--- Start of Document section ---

TSQL Tuesday #93 – My Interviewing Experiences

Kendra Little (b|l|t) is hosting this months TSQL2SDAY which is on the topic of:

TSQL Tuesday #93: Interviewing Patterns & Anti-Patterns

What advice do you have for people preparing for or going through an interview?

I got of to a late start, and I apologize in advance for what may be a bit messy blog post.

Background

A couple of years ago, when I was working at a pretty large blueish container shipping company, we got the opportunity to interview candidates for our off-shore team. This was, as far as I know, a first off in the company, and only came to be because my manager at the time was adamant about it.

We quickly decided, that I was to take on the technical part of the interview and my manager the more person/team oriented aspects. So I devised a good number of questions, so I could accommodate for any specialization the candidate may have. We had to cover a lot because our landscape was, well, let’s just put it: Not so single vendor-ish.

--- End of Document section ---

* _Brief_
Reproduce the blog post on interviewing experiences word for word from "TSQL Tuesday #93: Interviewing" to "adamant about it.".

--- Start of Records shown ---

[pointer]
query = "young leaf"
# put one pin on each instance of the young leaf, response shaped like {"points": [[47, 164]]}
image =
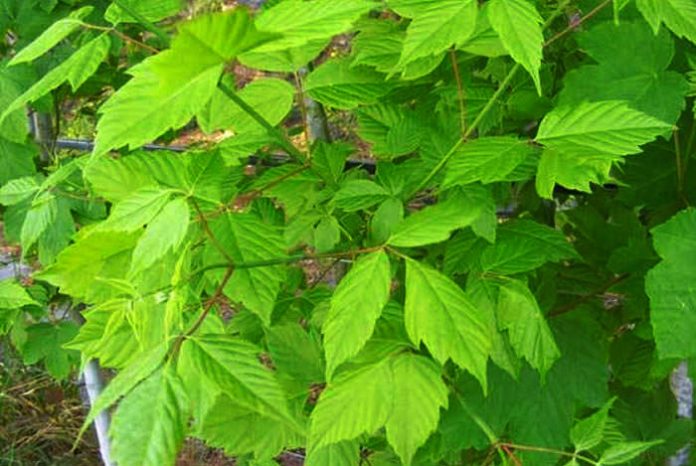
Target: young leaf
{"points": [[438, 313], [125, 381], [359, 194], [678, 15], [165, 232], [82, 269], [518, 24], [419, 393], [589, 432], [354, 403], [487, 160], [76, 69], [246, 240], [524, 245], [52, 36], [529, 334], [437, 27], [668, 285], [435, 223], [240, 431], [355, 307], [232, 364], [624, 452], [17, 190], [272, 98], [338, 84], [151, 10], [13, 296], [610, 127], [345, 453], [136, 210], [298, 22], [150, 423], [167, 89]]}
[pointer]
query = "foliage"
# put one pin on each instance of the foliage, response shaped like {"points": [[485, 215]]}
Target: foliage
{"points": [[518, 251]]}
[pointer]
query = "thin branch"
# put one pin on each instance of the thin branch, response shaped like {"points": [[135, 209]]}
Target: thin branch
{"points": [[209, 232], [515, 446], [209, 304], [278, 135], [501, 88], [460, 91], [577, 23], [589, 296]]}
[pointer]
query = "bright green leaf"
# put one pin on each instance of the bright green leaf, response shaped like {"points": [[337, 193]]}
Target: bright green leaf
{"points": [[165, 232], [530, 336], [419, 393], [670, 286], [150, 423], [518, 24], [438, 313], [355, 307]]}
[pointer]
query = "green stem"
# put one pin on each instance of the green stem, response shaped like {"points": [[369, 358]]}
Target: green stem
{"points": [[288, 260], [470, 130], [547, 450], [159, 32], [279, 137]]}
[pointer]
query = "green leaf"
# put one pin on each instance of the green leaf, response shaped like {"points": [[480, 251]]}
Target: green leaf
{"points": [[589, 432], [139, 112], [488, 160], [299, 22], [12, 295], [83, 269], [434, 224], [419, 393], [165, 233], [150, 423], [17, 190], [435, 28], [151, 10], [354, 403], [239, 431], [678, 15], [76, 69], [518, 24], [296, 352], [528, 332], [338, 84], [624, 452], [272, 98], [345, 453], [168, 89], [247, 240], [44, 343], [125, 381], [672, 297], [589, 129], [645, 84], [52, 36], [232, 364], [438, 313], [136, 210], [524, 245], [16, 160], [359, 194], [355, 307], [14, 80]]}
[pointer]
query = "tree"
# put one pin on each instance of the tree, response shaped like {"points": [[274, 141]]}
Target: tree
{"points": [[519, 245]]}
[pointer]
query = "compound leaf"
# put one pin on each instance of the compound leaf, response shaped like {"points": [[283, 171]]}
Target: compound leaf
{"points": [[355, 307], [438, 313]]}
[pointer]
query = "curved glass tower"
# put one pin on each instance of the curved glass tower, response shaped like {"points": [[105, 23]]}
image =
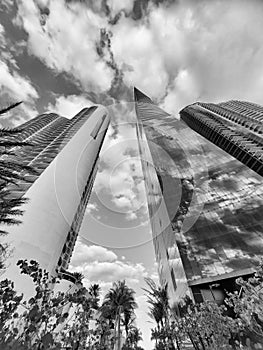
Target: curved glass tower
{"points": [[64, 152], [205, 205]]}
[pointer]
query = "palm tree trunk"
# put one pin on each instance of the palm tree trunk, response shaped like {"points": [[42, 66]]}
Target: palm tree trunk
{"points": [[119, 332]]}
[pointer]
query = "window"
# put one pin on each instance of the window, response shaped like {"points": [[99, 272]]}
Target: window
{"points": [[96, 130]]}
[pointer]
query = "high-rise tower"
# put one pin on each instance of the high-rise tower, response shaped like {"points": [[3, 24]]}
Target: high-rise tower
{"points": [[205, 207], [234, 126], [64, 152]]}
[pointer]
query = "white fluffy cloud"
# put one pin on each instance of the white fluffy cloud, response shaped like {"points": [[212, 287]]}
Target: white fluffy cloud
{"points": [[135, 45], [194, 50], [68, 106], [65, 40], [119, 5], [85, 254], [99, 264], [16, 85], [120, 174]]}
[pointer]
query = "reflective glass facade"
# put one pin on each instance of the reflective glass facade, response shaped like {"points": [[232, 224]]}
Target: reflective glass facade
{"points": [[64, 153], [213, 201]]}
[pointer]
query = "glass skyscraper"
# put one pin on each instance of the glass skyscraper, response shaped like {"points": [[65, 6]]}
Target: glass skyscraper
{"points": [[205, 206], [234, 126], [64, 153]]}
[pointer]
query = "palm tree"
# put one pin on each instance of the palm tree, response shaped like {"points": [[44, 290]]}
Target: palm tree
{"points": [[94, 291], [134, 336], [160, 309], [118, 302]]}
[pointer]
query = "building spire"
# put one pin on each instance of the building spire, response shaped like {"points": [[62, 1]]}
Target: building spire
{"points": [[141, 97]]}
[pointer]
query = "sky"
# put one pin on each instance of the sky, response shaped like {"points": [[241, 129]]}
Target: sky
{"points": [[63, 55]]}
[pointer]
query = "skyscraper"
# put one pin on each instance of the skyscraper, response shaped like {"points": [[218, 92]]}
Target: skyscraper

--- End of Records shown ---

* _Output_
TSQL Tuesday #93: Interviewing Patterns & Anti-Patterns

What advice do you have for people preparing for or going through an interview?

I got of to a late start, and I apologize in advance for what may be a bit messy blog post.

Background

A couple of years ago, when I was working at a pretty large blueish container shipping company, we got the opportunity to interview candidates for our off-shore team. This was, as far as I know, a first off in the company, and only came to be because my manager at the time was adamant about it.